Activity
Where a line below has the string "beaded" in it, include it in the count, and give that count alone.

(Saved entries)
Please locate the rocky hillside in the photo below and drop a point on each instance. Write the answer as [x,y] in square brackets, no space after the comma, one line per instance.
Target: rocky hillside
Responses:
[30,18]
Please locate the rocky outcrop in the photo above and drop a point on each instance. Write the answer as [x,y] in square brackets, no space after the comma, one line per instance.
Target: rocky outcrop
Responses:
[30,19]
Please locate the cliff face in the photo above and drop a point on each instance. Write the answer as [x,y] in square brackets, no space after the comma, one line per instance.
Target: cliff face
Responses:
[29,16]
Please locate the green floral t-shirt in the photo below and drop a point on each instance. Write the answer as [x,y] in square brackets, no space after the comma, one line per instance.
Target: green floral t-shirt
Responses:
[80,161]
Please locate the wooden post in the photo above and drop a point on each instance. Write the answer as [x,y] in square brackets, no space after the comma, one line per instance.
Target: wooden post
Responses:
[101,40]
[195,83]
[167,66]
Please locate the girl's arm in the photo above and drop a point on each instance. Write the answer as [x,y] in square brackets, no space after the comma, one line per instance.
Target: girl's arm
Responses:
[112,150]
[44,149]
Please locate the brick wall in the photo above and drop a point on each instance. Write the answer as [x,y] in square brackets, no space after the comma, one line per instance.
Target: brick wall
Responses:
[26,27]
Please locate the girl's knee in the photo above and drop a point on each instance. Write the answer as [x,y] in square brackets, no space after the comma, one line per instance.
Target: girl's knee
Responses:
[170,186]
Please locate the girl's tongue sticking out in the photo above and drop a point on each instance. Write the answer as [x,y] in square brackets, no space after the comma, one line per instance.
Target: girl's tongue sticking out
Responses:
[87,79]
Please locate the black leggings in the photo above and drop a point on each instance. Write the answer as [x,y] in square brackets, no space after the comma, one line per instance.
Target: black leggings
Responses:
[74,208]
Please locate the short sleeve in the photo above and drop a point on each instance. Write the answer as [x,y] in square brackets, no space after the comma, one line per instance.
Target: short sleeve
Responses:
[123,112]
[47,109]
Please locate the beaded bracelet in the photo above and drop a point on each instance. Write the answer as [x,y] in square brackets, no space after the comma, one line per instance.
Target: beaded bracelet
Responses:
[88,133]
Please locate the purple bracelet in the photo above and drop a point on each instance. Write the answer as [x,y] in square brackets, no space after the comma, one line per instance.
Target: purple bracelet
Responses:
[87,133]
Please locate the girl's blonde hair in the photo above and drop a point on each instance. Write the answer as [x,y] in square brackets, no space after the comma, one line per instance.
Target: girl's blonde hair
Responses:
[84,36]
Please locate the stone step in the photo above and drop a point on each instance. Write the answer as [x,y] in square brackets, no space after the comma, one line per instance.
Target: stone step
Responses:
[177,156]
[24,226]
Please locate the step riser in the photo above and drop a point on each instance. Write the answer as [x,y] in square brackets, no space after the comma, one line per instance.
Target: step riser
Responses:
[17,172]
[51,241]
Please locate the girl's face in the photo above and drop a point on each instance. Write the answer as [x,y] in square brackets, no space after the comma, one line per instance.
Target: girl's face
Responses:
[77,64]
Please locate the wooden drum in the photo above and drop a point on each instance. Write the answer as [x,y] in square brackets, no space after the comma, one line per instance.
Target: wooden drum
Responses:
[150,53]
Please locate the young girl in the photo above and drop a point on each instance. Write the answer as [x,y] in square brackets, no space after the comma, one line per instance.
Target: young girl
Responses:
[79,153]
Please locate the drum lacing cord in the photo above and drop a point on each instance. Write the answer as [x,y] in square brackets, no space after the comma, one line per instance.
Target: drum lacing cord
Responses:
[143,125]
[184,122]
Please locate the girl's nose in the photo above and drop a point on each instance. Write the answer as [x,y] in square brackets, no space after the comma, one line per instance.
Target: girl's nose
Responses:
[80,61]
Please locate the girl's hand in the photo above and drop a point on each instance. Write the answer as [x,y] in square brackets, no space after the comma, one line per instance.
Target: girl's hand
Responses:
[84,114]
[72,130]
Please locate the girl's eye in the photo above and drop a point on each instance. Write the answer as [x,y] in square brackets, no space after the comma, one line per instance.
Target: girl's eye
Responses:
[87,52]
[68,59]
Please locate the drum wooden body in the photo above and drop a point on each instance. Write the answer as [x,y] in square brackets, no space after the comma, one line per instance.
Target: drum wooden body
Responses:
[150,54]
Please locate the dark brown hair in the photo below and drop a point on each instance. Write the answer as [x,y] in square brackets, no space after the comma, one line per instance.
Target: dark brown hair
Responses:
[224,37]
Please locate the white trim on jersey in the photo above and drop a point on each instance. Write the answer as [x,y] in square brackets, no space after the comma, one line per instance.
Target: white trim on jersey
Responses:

Your solution
2